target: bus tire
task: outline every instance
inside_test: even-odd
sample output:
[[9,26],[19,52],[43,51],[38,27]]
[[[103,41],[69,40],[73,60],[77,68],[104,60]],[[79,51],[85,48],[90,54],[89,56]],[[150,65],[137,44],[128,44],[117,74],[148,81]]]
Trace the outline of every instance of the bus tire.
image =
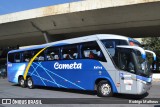
[[31,77],[27,78],[27,86],[29,89],[33,89],[34,88],[34,83]]
[[98,83],[97,95],[99,97],[110,97],[113,95],[112,86],[107,80],[102,80]]
[[25,88],[25,87],[26,87],[26,81],[24,80],[23,77],[20,77],[18,81],[19,81],[19,85],[20,85],[22,88]]

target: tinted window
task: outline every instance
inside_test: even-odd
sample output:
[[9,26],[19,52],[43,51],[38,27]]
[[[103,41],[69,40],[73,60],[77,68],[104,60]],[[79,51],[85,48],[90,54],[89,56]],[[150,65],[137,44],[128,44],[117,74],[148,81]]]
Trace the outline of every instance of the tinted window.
******
Do this: Copy out the entries above line for line, omitting the pictures.

Solution to this problem:
target: bus tire
task: outline every instance
inside_test: even-odd
sample output:
[[9,26],[19,52],[43,51],[38,27]]
[[[103,41],[69,40],[73,60],[77,68],[104,60]],[[79,51],[85,48],[90,54],[89,56]],[[150,65],[137,44],[128,44],[117,74],[148,81]]]
Trace the outline of every instance of the bus tire.
image =
[[31,77],[27,78],[27,86],[29,89],[33,89],[34,88],[34,83]]
[[98,83],[97,95],[99,97],[110,97],[113,95],[112,86],[107,80],[102,80]]
[[25,88],[25,87],[26,87],[26,81],[24,80],[23,77],[20,77],[18,81],[19,81],[19,85],[20,85],[22,88]]

target: tinted window
task: outline every instance
inside_test: even-odd
sample output:
[[9,26],[19,52],[43,51],[38,27]]
[[[103,41],[69,40],[73,60],[77,68],[104,60]],[[79,51],[85,48],[90,54],[89,56]],[[150,65],[137,44],[128,44],[117,74],[148,81]]]
Trace the outline of every instance of the tinted window.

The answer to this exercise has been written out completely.